> _Supplied text_
● ● ●

Are Russians fed up with Vladimir Putin?

The growing opposition against Russian dissident Alexey Navalny’s arrest has prompted Putin to respond to it, signalling that the unrest worries him.

People attend a rally in support of jailed Russian opposition leader Alexei Navalny in Saint Petersburg, Russia January 23, 2021.
Reuters

People attend a rally in support of jailed Russian opposition leader Alexei Navalny in Saint Petersburg, Russia January 23, 2021.

Russia’s modern iron man, Vladimir Putin, appears to be having to deal with various cracks in the foundations of his authoritarian rule, especially as recent anti-Putin protests have grown in size in different cities across the country. The rallies have largely been seeking the release of  Russian opposition leader Alexey Navalny, who was arrested soon after he landed in Moscow on January 17. 

The Russian president, who was awarded two more terms after last year's controversial referendum that was held amidst the deadly pandemic, has maintained a tight grip over the country's institutions and has governed with a near-total political control of the Russian state in recent years. 

But with the Navalny odyssey, that assertion does not seem to be a sure bet now. According to Navalny, in August, he was poisoned by the Russian secret service. It was once led by Putin. Germany, where Navalny flew for medical assistance after the incident in Russia’s Siberia, also believes he was poisoned. Moscow denies any allegations regarding Navalny poisoning.

● ● ●

> _Dataset entries_
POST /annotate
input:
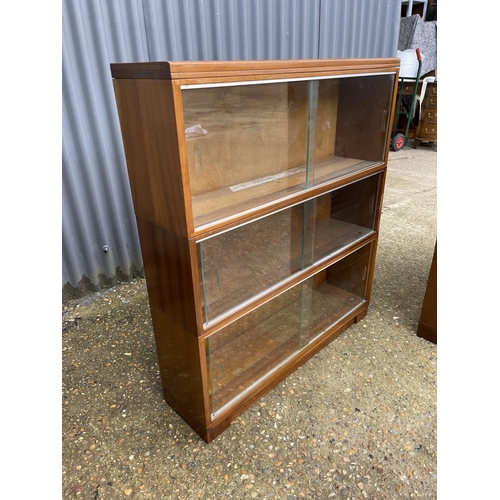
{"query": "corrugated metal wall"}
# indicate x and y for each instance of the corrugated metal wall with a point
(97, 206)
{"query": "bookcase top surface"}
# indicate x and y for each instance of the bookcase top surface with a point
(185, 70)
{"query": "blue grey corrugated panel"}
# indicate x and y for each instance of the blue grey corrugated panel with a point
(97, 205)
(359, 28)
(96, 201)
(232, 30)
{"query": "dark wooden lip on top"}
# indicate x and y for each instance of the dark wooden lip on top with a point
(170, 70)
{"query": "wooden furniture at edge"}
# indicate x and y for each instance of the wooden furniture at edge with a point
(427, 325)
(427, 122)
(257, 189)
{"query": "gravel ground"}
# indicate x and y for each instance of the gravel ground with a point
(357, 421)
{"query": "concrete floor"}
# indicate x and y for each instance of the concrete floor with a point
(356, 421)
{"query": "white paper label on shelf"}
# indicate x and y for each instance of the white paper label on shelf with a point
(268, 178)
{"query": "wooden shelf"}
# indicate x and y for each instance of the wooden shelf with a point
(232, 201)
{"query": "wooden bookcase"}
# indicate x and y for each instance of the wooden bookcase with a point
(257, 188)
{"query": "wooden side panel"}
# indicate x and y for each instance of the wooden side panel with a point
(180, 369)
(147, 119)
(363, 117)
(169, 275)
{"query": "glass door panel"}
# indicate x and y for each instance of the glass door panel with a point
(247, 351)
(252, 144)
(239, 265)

● ● ●

Write out the passage from the article on Putin and the Navalny protests, starting at "The Russian president, who" and ending at "regarding Navalny poisoning.". Nothing in the listing is needed here.

The Russian president, who was awarded two more terms after last year's controversial referendum that was held amidst the deadly pandemic, has maintained a tight grip over the country's institutions and has governed with a near-total political control of the Russian state in recent years. 

But with the Navalny odyssey, that assertion does not seem to be a sure bet now. According to Navalny, in August, he was poisoned by the Russian secret service. It was once led by Putin. Germany, where Navalny flew for medical assistance after the incident in Russia’s Siberia, also believes he was poisoned. Moscow denies any allegations regarding Navalny poisoning.